Задание a – Выведите без изменений строки записей, начиная со строки, содержащей «Every instance of the spire», и заканчивая строкой, содержащей «<point>618,628</point>», включая обе эти строки.

Текстовый блок –
========================

За исключением нескольких прекрасных чудаков, таких как Терведроп и Чадбенд, все фигуры в этой книге прорисованы более деликатно, даже более слабо, чем это обычно для Диккенса. Но если фигуры прорисованы более слабо, то отчасти потому, что они — фигуры в тумане, тумане Канцелярского суда. Диккенс хотел, чтобы эти сумерки были гнетущими, ибо они были символом угнетения. Он намеренно не рассеял тьму в конце этой книги, как он рассеивает ее в конце большинства своих книг. Пиквик выходит из тюрьмы Флит; Карстоун никогда не выходит из Канцелярского суда, кроме как через смерть. Эта тирания, сказал Диккенс, не будет снята легкой уловкой вымысла. Эта тирания никогда не будет снята, пока все англичане не снимут ее вместе.
ДЕТСКАЯ ИСТОРИЯ АНГЛИИ
Существуют произведения великих авторов, явно уступающие их типичным работам, которые, тем не менее, необходимы для их славы и их фигуры в мире. Нетрудно вспомнить примеры таких работ. Никто, например, не стал бы говорить о «Рассказах дедушки» Скотта как о свидетельстве той силы, которая создала «Кенилворт» и «Гай Мэннеринг». Тем не менее, без этого случайного второстепенного сборника у нас не было бы настоящего ключа к Скотту. Без этой одной незначительной книги мы не увидели бы его значимости. Ибо правда заключалась в том, что Скотт любил историю больше, чем романтику, потому что он был устроен так, что находил ее более романтичной, чем сама романтика. Он предпочитал деяния Уоллеса и Дугласа деяниям Мармиона и Айвенго. Поэтому его болтливые сплетни о старых временах, его прогулки по мертвым столетиям дают нам реальный материал и импульс для всего его творчества; они представляют собой каменоломню, в которой он копал, и пищу, которой он питался. Почти единственный среди романистов, Скотт действительно предпочитал те части своих исторических романов, которые он не выдумал сам. Он ликует, когда может похвастаться в жадной заметке, что украл какое-то изречение из истории. Таким образом, «Рассказы дедушки», хотя и малы, в некотором смысле являются каркасом всех романов о Уэверли. Мы понимаем, что все романы Скотта — это рассказы дедушки.

========================

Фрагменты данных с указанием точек
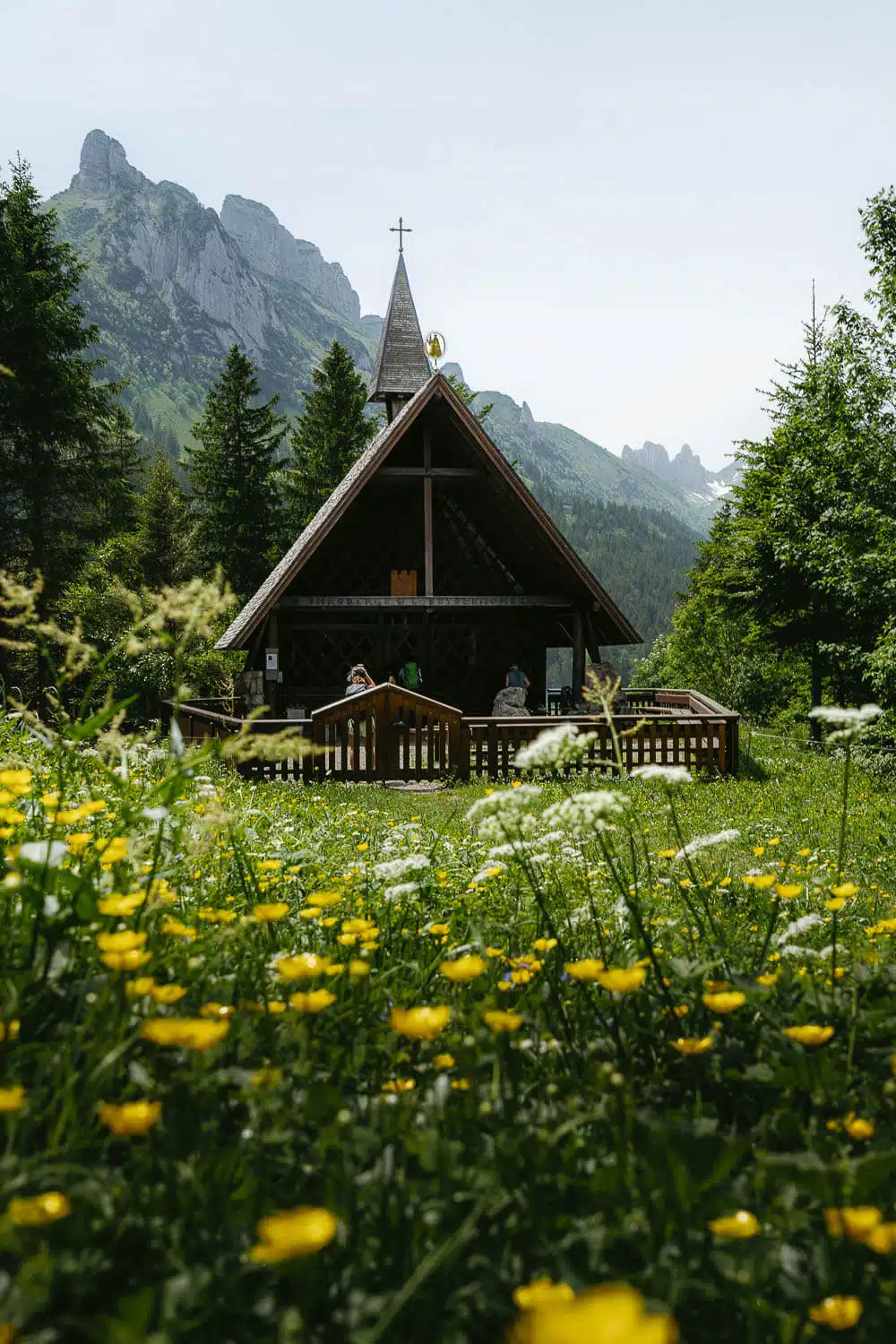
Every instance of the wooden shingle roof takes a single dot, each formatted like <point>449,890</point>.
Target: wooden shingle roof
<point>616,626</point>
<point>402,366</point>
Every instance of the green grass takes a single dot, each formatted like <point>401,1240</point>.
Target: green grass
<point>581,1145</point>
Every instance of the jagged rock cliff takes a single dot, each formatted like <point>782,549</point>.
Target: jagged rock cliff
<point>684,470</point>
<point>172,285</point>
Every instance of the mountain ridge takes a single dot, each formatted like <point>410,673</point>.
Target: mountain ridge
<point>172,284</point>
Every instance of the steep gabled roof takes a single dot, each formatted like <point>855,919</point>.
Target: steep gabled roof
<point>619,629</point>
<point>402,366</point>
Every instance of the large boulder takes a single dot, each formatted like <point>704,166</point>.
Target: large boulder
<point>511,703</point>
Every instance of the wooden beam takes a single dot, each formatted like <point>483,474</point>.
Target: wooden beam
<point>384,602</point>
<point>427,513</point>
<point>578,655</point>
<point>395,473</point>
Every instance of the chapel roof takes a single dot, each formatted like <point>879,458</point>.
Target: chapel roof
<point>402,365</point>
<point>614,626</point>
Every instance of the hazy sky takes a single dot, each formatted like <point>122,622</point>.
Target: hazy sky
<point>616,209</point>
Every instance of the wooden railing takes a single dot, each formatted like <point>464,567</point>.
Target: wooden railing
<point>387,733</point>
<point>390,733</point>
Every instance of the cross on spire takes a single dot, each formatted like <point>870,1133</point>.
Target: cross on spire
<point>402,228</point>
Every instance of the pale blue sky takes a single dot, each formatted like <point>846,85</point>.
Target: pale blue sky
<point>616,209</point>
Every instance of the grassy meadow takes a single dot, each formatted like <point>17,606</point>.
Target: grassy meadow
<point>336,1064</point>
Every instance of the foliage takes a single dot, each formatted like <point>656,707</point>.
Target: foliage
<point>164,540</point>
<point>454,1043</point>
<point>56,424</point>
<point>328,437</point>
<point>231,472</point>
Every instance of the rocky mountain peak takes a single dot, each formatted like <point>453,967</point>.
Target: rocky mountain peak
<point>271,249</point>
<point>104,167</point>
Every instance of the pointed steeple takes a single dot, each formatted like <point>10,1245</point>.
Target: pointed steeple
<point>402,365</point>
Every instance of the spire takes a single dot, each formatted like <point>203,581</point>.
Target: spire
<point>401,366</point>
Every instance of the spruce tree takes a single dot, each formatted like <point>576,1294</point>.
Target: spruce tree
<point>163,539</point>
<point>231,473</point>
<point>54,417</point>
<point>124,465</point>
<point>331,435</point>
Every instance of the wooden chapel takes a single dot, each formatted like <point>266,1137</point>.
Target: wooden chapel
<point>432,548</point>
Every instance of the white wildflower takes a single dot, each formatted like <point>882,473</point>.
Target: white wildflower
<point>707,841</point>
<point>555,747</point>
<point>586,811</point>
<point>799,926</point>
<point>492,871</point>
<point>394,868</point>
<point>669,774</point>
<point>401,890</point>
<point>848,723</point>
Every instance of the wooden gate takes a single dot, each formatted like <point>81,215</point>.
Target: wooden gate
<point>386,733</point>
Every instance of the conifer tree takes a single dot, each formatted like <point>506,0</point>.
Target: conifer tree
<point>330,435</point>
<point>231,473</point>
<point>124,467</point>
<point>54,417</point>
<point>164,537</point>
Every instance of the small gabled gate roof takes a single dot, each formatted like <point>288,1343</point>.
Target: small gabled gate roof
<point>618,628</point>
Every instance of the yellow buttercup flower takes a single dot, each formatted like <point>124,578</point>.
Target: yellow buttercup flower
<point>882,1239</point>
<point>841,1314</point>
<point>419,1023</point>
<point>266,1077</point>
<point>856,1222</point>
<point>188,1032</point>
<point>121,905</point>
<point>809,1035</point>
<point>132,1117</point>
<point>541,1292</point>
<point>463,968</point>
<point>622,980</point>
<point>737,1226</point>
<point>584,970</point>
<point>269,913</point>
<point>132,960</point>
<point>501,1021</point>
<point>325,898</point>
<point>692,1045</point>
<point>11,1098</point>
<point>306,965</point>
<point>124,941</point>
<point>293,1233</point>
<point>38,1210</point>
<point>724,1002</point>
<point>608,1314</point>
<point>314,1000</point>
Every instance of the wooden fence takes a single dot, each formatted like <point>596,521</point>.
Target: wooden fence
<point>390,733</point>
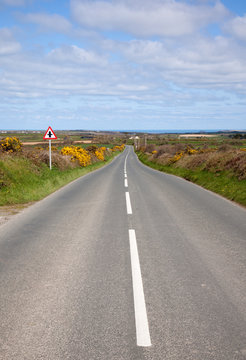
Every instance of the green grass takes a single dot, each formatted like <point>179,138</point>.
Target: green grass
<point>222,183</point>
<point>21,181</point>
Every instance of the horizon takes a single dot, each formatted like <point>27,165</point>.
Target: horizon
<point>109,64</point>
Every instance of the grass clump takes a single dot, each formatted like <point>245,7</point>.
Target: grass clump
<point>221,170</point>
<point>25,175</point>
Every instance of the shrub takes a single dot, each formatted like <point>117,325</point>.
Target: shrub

========================

Задание b – Кто, согласно текстовому блоку, никогда не выходит из Канцелярского суда, кроме как через смерть?

Ответ a –
Every instance of the spire takes a single dot, each formatted like <point>203,581</point>.
Target: spire
<point>401,366</point>
Every instance of the spruce tree takes a single dot, each formatted like <point>576,1294</point>.
Target: spruce tree
<point>163,539</point>
<point>231,473</point>
<point>54,417</point>
<point>124,465</point>
<point>331,435</point>
Every instance of the wooden chapel takes a single dot, each formatted like <point>266,1137</point>.
Target: wooden chapel
<point>432,548</point>
Every instance of the white wildflower takes a single dot, each formatted like <point>882,473</point>.
Target: white wildflower
<point>707,841</point>
<point>555,747</point>
<point>586,811</point>
<point>799,926</point>
<point>492,871</point>
<point>394,868</point>
<point>669,774</point>
<point>401,890</point>
<point>848,723</point>
Every instance of the wooden gate takes a single dot, each formatted like <point>81,215</point>.
Target: wooden gate
<point>386,733</point>
Every instance of the conifer tree takes a single dot, each formatted like <point>506,0</point>.
Target: conifer tree
<point>330,435</point>
<point>231,473</point>
<point>124,467</point>
<point>54,417</point>
<point>164,537</point>
Every instance of the small gabled gate roof takes a single dot, each formatted like <point>288,1343</point>.
Target: small gabled gate roof
<point>618,628</point>

Ответ b – Карстоун.